A sign that Tet is drawing near: Sightings of colorfully clad lions

Johnny Ho teaches students at the Vovinam Quang Trung Boston martial arts center how to properly perform the traditional lion dances. Seth Daniel photos.

There’s one thing everyone can expect during the Tet celebrations this weekend in Dorchester and beyond, and that’s a lion sighting – specifically the traditional Vietnamese lion dancers who have become the centerpiece of annual festivities saluting the Lunar New Year within the Chinese custom, but with the Vietnamese version known as Tet that highlights the culture at large – its food, music, arts, dance, and religious life.

But if you think that lion dancers just don their costumes and prance around randomly, think again. The traditional performances are carefully choreographed, with every move carrying meaningful symbolism.

On any given Friday night, that choreography is planned and played out in the old St. Gregory’s gym in Lower Mills, where Johnny Ho and other volunteers at the Vovinam Quang Trung Boston martial arts center hold an extra one-hour class to teach the traditional art to students of all ages who wish to learn the lion dances.

Last Friday, the entire class was preparing for Tet, which occurs this Sunday. There are many celebrations planned locally – within religious communities, the Boston Little Saigon network, and the numerous private parties hosted by many of the neighborhood’s Vietnamese families. Most every gathering features lion dances, and Ho’s group is usually front and center.

★ ★ ★

» EXERCISE A: List the aspects of the culture that, according to the article on Tet lion dances, the Vietnamese version of the Lunar New Year highlights.

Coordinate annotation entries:
★ ★ ★

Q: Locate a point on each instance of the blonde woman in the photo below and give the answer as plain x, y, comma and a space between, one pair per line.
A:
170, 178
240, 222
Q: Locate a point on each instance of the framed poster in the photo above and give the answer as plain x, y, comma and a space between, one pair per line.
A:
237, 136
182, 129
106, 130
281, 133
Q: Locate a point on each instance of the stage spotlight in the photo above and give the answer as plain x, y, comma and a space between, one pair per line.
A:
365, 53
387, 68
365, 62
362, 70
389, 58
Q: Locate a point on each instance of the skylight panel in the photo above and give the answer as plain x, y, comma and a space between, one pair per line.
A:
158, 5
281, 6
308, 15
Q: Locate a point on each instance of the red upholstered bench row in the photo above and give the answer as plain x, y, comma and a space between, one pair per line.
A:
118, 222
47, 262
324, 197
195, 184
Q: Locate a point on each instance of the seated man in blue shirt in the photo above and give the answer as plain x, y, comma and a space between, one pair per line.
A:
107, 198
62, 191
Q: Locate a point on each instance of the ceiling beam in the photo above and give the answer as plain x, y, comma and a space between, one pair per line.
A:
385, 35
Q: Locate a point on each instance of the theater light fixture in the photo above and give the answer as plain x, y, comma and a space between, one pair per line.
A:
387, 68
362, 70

★ ★ ★

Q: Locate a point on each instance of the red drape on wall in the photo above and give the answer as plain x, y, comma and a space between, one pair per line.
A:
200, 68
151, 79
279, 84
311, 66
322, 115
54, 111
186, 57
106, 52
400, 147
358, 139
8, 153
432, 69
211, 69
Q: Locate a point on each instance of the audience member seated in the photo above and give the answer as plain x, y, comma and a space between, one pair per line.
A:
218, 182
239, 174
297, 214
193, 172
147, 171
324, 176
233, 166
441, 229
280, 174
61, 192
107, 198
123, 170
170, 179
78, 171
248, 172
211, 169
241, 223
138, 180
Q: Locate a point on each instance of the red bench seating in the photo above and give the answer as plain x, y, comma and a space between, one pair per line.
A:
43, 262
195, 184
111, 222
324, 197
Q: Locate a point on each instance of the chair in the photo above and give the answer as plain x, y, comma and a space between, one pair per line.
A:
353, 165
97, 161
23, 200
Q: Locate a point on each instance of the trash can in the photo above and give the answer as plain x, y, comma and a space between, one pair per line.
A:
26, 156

★ ★ ★

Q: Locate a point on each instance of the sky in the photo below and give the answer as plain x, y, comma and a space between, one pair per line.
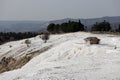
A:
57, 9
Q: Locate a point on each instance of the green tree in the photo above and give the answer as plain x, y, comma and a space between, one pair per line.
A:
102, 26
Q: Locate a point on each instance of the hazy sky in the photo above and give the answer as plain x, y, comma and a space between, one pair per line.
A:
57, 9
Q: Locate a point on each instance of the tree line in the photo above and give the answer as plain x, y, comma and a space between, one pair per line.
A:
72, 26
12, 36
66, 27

★ ★ ★

» EXERCISE B: Please tally the lines of the entries above that contain the string "below", with case counting, and give only the number.

» RESULT A:
Food
Music
Arts
Dance
Religious life

» RESULT B: 2